● Records supplied:
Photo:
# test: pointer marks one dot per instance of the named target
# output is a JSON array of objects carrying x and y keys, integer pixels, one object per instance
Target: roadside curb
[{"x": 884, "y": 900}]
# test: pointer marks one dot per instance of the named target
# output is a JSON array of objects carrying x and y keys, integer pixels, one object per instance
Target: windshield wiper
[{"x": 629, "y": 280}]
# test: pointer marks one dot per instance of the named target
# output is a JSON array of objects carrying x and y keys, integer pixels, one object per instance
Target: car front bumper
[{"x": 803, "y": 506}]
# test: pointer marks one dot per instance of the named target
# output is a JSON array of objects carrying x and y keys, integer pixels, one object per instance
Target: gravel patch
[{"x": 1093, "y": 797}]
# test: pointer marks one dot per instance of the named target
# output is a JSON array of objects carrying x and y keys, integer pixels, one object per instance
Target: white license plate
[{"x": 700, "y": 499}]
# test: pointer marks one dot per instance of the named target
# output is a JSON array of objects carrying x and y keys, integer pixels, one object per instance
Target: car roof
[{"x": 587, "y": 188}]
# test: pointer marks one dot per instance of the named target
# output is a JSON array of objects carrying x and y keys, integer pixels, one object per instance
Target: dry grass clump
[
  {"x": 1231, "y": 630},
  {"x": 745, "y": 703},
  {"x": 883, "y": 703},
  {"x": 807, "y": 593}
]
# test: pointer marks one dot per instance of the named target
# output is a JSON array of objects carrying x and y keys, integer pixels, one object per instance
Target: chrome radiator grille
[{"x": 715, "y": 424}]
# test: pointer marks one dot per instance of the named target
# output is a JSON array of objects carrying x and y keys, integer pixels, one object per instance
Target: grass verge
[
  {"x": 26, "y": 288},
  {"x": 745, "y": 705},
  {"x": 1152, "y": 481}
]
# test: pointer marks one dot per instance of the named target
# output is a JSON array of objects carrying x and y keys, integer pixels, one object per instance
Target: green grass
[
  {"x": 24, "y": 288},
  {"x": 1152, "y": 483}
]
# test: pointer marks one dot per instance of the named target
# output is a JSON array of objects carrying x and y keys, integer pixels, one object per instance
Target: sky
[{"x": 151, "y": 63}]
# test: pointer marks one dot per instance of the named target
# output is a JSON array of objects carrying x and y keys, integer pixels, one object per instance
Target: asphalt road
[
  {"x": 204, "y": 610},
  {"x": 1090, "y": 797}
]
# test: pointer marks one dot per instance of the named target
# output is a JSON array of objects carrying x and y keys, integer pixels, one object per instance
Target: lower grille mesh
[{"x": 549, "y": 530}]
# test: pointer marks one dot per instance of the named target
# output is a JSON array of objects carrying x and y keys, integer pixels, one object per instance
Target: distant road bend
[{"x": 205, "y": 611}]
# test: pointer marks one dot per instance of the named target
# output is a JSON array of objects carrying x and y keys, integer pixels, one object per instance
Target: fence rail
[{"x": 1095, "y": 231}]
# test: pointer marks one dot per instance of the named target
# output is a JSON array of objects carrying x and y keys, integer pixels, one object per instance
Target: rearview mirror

● Assignment:
What's needed is an exact copy of every entry.

● Exercise solution:
Photo:
# test: pointer marks one dot per instance of the named target
# output is a JSON array of objects carrying x and y keys, integer pixels, one object per instance
Target: roadside curb
[{"x": 884, "y": 900}]
# test: pointer marks one dot per instance of the named target
# output is a JSON array of objects carrying x and y keys, integer pixels, one object per instance
Target: windshield wiper
[{"x": 629, "y": 280}]
# test: pointer marks one dot per instance of the named target
# output is a JSON array of objects carrying x and y keys, integer pixels, one object per instance
Target: car front bumper
[{"x": 803, "y": 506}]
# test: pointer marks one dot per instance of the named target
# output is a JSON array of objects carrying x and y keys, integer pixels, one object per instance
Target: gravel patch
[{"x": 1093, "y": 797}]
# test: pointer marks one dot per instance of the named target
# output is a JSON array of objects carrying x and y keys, integer pixels, one object per instance
Target: white license plate
[{"x": 700, "y": 499}]
# test: pointer marks one dot per instance of the named target
# output is a JSON array of objects carrying x and y keys, integer pixels, one object per instance
Target: car roof
[{"x": 587, "y": 188}]
# test: pointer marks one dot per instance of the named target
# output is a JSON array of objects carrying x and y keys, integer pixels, one object per instance
Target: dry grass clump
[
  {"x": 1231, "y": 630},
  {"x": 745, "y": 703},
  {"x": 883, "y": 703},
  {"x": 807, "y": 593}
]
# test: pointer marks one dot per instance of the named target
# output is a JSON array of objects carrying x and y keys, integer pixels, one object per instance
Target: chrome radiator grille
[{"x": 715, "y": 424}]
# test: pointer marks one dot per instance of the named target
# output is a JSON array of objects carrying x and y keys, integer pixels, one object per instance
Target: grass verge
[
  {"x": 26, "y": 288},
  {"x": 745, "y": 705},
  {"x": 1152, "y": 481}
]
# test: pointer marks one dot per instance of the named target
# output is a JSON array of objects carrying x and y keys, integer pixels, one object per instance
Target: green grass
[
  {"x": 24, "y": 288},
  {"x": 1152, "y": 483}
]
# test: pointer marks one dot per instance of the named target
# output is a JSON array of objects carrying x and y keys, integer pixels, one object per instance
Target: sky
[{"x": 151, "y": 63}]
# test: pointer marks one dot per instance of the named target
# output is a JSON array of objects carrying x and y keys, integer pixels, one object per instance
Target: asphalt road
[
  {"x": 204, "y": 610},
  {"x": 1090, "y": 797}
]
# test: pointer marks one dot per instance of the named target
# output is a JSON array of objects carrying x and y keys, integer pixels, one object per instance
Target: lower grille mesh
[{"x": 549, "y": 530}]
# test: pointer marks one dot per instance of the named target
# output is a JSON array of objects carrying x and y keys, integer pixels, one object per instance
Target: distant road bend
[{"x": 205, "y": 611}]
# test: pointer marks one dot per instance of the named target
# output is a JSON array of objects carrying x and y keys, integer pixels, one object per instance
Target: fence rail
[{"x": 1095, "y": 231}]
# test: pointer marks one dot per instance of the named target
# output is a JSON array of objects carrying x and y keys, integer pixels, one object per instance
Target: rearview mirror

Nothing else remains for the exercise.